## Work to be completed
Go through the material and write it all out exactly, minus the pictures.

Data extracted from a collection
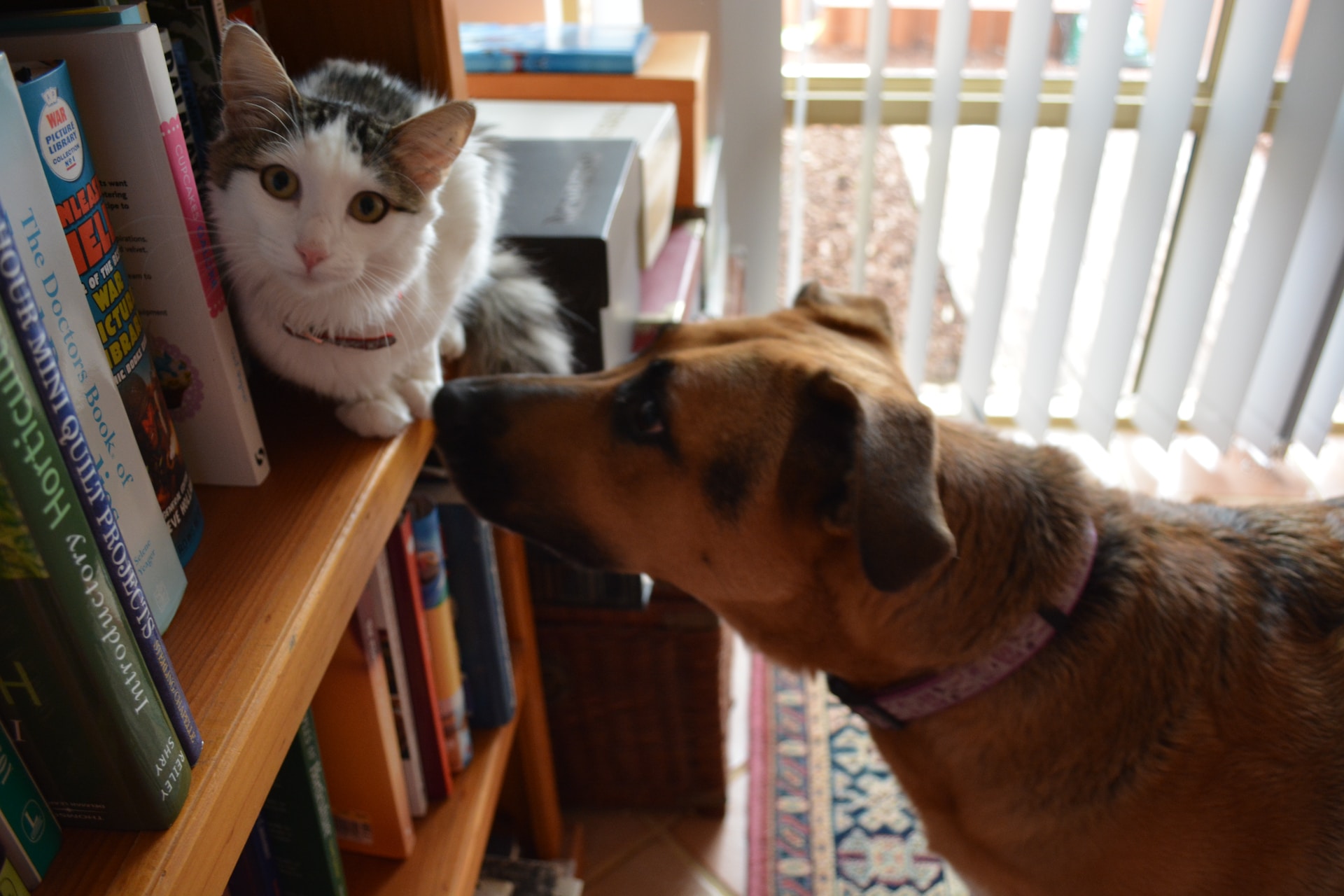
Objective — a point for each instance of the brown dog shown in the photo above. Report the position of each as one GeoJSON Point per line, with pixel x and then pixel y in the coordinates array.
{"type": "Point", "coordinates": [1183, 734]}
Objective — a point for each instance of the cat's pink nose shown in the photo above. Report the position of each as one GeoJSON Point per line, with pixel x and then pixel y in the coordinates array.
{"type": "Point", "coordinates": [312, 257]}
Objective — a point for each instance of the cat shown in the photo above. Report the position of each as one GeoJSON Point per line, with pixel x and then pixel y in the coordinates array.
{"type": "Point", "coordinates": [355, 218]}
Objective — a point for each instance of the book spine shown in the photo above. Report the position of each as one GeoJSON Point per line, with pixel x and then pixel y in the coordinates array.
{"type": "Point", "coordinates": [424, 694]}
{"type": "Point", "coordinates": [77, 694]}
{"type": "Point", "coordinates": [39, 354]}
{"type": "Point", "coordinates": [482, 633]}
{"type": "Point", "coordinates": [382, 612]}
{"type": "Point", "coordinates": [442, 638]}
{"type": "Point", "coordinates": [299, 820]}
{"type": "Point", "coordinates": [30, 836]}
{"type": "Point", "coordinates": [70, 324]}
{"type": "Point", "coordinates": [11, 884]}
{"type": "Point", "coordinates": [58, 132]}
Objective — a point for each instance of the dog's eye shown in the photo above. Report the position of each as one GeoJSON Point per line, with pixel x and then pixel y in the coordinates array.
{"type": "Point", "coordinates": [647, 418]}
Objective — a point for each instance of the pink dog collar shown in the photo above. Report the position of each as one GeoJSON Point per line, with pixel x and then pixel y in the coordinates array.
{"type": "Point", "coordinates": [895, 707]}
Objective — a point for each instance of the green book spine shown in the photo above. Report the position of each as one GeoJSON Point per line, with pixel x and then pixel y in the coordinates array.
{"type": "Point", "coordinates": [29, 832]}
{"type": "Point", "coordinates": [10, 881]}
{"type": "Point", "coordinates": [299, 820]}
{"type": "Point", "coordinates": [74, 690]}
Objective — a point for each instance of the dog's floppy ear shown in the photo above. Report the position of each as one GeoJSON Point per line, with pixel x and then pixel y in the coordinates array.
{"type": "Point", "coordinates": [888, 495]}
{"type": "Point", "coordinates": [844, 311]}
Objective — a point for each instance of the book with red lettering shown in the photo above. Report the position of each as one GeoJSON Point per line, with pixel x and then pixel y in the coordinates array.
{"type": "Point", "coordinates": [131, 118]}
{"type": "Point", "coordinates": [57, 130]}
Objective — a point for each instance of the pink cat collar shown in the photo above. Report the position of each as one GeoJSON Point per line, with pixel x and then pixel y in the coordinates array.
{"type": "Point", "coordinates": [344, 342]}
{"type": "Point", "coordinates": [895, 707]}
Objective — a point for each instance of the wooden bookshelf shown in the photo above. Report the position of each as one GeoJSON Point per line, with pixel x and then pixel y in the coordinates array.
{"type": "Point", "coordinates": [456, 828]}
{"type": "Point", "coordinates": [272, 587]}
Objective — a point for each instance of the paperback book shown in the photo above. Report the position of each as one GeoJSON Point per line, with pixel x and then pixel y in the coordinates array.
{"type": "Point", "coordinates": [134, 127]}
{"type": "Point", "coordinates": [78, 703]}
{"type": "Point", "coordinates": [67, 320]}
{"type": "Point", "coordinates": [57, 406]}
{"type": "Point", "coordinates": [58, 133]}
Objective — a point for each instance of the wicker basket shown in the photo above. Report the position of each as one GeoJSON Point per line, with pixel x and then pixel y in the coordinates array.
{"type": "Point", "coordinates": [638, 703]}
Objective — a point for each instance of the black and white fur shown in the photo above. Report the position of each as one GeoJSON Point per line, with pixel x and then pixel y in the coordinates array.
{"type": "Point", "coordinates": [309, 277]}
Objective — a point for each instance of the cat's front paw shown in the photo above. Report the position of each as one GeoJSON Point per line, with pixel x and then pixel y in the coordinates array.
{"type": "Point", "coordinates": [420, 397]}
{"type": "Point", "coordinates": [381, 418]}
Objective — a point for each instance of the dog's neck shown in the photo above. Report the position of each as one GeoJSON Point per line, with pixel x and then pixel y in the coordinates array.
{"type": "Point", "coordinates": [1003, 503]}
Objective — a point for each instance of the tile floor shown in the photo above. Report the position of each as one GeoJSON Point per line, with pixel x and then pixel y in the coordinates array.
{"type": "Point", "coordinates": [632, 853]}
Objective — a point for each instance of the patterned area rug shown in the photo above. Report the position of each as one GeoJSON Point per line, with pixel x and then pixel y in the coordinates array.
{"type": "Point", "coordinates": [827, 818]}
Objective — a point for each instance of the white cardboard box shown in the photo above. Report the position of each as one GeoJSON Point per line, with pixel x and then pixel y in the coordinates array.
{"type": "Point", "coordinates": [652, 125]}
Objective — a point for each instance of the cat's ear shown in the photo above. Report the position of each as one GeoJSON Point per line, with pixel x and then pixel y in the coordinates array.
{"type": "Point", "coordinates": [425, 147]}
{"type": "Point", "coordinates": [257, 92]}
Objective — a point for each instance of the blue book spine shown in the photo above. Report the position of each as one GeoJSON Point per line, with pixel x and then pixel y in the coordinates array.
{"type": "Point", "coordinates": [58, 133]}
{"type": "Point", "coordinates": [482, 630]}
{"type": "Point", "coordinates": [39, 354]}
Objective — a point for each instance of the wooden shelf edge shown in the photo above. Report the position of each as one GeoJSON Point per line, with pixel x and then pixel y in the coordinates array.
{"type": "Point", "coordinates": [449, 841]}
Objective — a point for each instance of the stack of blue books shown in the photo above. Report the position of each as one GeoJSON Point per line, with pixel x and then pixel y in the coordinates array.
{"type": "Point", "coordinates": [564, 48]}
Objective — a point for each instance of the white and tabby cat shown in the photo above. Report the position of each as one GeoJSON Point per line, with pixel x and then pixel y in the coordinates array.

## Reply
Objective — a point for each instance of the brown dog shown in the photo above. Report the position of each as one GeoJSON Point per line, with pixel x and then pixel y in the coordinates array.
{"type": "Point", "coordinates": [1183, 734]}
Objective — a point for each instance of the cat's pink nose shown in the photo above. Report the position of each as one GeoJSON Point per line, with pixel x and then pixel y in the coordinates array.
{"type": "Point", "coordinates": [312, 257]}
Objective — a point for each instance of the cat shown in the photo above. Report the position of each as one GeoJSON Point per line, with pixel x and then pixel y in the coordinates array.
{"type": "Point", "coordinates": [355, 218]}
Objective — a point for each instance of the book spine shown in the photo above. Report the position of each as one GeoJSON Point per line, with pixel x and then pixel y in the coordinates array.
{"type": "Point", "coordinates": [424, 694]}
{"type": "Point", "coordinates": [77, 694]}
{"type": "Point", "coordinates": [39, 354]}
{"type": "Point", "coordinates": [482, 633]}
{"type": "Point", "coordinates": [382, 612]}
{"type": "Point", "coordinates": [442, 638]}
{"type": "Point", "coordinates": [299, 820]}
{"type": "Point", "coordinates": [30, 836]}
{"type": "Point", "coordinates": [70, 324]}
{"type": "Point", "coordinates": [11, 884]}
{"type": "Point", "coordinates": [58, 132]}
Objective — a point for each instance of the dog's eye shown in the photo above. Report the position of each as one GeoJSON Point per line, with pixel x and then pixel y in the coordinates array.
{"type": "Point", "coordinates": [647, 418]}
Objective — a point for each instance of the pink dog collar shown in the photo above. Report the position of each as one GeoJSON Point per line, with pixel x and then pixel y in the coordinates array.
{"type": "Point", "coordinates": [895, 707]}
Objective — a point for each instance of the green book spine shown in the photo above. Report the position of each as one GeoJSON Point per line, with pixel x and then pixel y in the coordinates array.
{"type": "Point", "coordinates": [29, 832]}
{"type": "Point", "coordinates": [10, 881]}
{"type": "Point", "coordinates": [299, 820]}
{"type": "Point", "coordinates": [74, 690]}
Objective — a point for each instance of the dog's floppy ear shown in the photo above. Report the position of each as one GeoJSON Point per line, with pixel x and then pixel y in the coordinates array.
{"type": "Point", "coordinates": [888, 495]}
{"type": "Point", "coordinates": [844, 311]}
Objective — a point for each instance of the book with red lettering shown in the photo above. Report the position of each as one GeoJSON Point per line, with pixel x and then pixel y in the coordinates array.
{"type": "Point", "coordinates": [131, 118]}
{"type": "Point", "coordinates": [57, 130]}
Objective — a point for each instance of the pink cat collar shown in the photo above. Report the position of each as one GeoJSON Point per line, with pixel x and then pixel y in the coordinates array.
{"type": "Point", "coordinates": [344, 342]}
{"type": "Point", "coordinates": [895, 707]}
Objective — a point for each instance of the wooden bookshelf shown in the photo above. Report the position of each as one GeoJSON Point per line, with pixel x and then pixel y in the coordinates array.
{"type": "Point", "coordinates": [456, 828]}
{"type": "Point", "coordinates": [272, 587]}
Objective — a point for each instance of the paperback book shown in the photo above. Report the position of each as one GeoJSON Point per line, with pixel x and then pixel y in the coordinates array.
{"type": "Point", "coordinates": [134, 127]}
{"type": "Point", "coordinates": [78, 703]}
{"type": "Point", "coordinates": [67, 320]}
{"type": "Point", "coordinates": [57, 406]}
{"type": "Point", "coordinates": [58, 133]}
Objective — a point for each instance of the wicker basket shown in the photo above. Report the position of each as one GeoJSON Point per line, with pixel x and then pixel y in the coordinates array.
{"type": "Point", "coordinates": [638, 703]}
Objective — a point for each instance of the black and white fur shown in the photo above. Report the position of each as one GeoJSON Point per line, with pixel x and then pixel y in the coordinates array.
{"type": "Point", "coordinates": [309, 277]}
Objective — a point for each instance of the cat's front paw shown in the photo above. Report the position of each as one GeoJSON Point per line, with pixel x and then pixel y in the coordinates array.
{"type": "Point", "coordinates": [420, 397]}
{"type": "Point", "coordinates": [381, 418]}
Objective — a point for each instance of the dog's neck shown in the photo above. Report the position of each as one GeoJSON Point per line, with pixel x and then pixel y in the coordinates array.
{"type": "Point", "coordinates": [1003, 503]}
Objective — a point for each instance of the tile floor shown in the photo above. Report the position of each as one GeoJSON Point per line, with pixel x and then pixel y in the coordinates array.
{"type": "Point", "coordinates": [632, 853]}
Objective — a point for each instance of the patterned area rug shown in the photo above. Report the position of each as one GeoJSON Point per line, with pixel x and then pixel y in the coordinates array.
{"type": "Point", "coordinates": [827, 818]}
Objective — a point for each instance of the white cardboard box shown in the photo above. Report the position of each as one GeoJSON Point per line, with pixel x and then pixel y in the coordinates array.
{"type": "Point", "coordinates": [652, 125]}
Objective — a point for each instance of the cat's ear shown in the photo above. Report the position of each as one GeoJSON Point per line, with pixel x and then pixel y in the coordinates array.
{"type": "Point", "coordinates": [425, 147]}
{"type": "Point", "coordinates": [257, 92]}
Objective — a point for each instance of the blue book spine shown in the photo above. Report the position of each as one GeoJSON Point per line, with pixel x and then pixel y in the coordinates array.
{"type": "Point", "coordinates": [58, 133]}
{"type": "Point", "coordinates": [482, 630]}
{"type": "Point", "coordinates": [39, 354]}
Objective — a point for each instance of the wooden shelf edge shown in the photo above. Report the position of each as one GeoJSON Point per line, with pixel x and then pixel y in the coordinates array.
{"type": "Point", "coordinates": [449, 841]}
Objective — a point for each instance of the stack of blue books shown in the photo above. Report the position of each as one GeoJSON Point per line, with pixel x and then pixel y in the coordinates array.
{"type": "Point", "coordinates": [564, 48]}
Objective — a point for each instance of the white and tabby cat shown in the photo above. Report the position of each as one GeoJSON Point per line, with pixel x and then pixel y in the coordinates array.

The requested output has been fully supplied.